## Aim of the task
Provide the data again in its entirety, exactly as given.
--- start Material provided ---
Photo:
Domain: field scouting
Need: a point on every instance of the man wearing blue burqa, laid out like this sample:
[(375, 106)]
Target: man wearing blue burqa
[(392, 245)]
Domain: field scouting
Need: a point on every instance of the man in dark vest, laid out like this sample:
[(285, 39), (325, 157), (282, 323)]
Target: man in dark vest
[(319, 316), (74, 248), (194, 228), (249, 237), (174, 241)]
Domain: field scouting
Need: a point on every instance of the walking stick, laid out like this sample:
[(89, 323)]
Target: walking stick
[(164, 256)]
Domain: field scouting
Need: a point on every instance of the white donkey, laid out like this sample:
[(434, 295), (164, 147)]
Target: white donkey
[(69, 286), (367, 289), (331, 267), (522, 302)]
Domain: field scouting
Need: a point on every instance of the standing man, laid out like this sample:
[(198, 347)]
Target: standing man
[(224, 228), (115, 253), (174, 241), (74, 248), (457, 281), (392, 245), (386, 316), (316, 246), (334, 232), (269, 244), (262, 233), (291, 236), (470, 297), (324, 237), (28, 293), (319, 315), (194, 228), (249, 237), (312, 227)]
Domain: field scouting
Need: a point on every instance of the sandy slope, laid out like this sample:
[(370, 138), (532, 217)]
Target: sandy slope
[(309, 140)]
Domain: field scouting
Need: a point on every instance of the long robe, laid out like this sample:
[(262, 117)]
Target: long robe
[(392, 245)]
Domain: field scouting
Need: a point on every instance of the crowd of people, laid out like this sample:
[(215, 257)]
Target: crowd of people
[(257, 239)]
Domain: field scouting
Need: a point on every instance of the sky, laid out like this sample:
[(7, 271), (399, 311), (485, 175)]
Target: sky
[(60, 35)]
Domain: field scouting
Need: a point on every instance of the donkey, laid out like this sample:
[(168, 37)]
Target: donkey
--- end Material provided ---
## Answer to this exercise
Photo:
Domain: field scouting
Need: a point on every instance of the man wearing blue burqa, laid out like this sample:
[(375, 106)]
Target: man wearing blue burqa
[(392, 245)]
Domain: field scouting
Need: a point on every instance of the man in dark vest, laid out like this sample:
[(285, 39), (325, 157), (282, 323)]
Target: man in dark vest
[(319, 316), (74, 248), (194, 228), (249, 237), (174, 241)]
Domain: field scouting
Need: a point on every instance of the walking stick, laid out like this sample:
[(89, 323)]
Target: walking stick
[(164, 256)]
Domain: field scouting
Need: a point on every instance of the white donkey, laid out like this sample:
[(434, 295), (164, 147)]
Target: white donkey
[(69, 286), (367, 289), (331, 267), (522, 302)]
Domain: field scouting
Need: a point on every instance of the standing man, laid out like this sample:
[(198, 347)]
Target: standing man
[(224, 228), (115, 253), (174, 241), (74, 248), (457, 281), (392, 245), (386, 316), (316, 246), (334, 232), (269, 244), (262, 233), (291, 236), (470, 297), (324, 237), (28, 293), (319, 315), (194, 228), (249, 237), (312, 227)]
Domain: field scouting
Need: a point on every instance of the sandy slope, laid out like this sample:
[(370, 138), (532, 217)]
Target: sandy slope
[(309, 140)]
Domain: field scouting
Need: a point on every instance of the long robe, laid out like this sample:
[(262, 117)]
Target: long robe
[(392, 245)]
Domain: field scouting
Need: a point on every instance of the crowd of people, laid out like this sample:
[(215, 257)]
Target: crowd of people
[(257, 239)]
Domain: field scouting
Need: a point on every instance of the sky, laid out like this sample:
[(7, 271), (399, 311), (485, 175)]
Target: sky
[(60, 35)]
Domain: field scouting
Need: a point on every instance of the donkey, laid out like this sample:
[(168, 37)]
Target: donkey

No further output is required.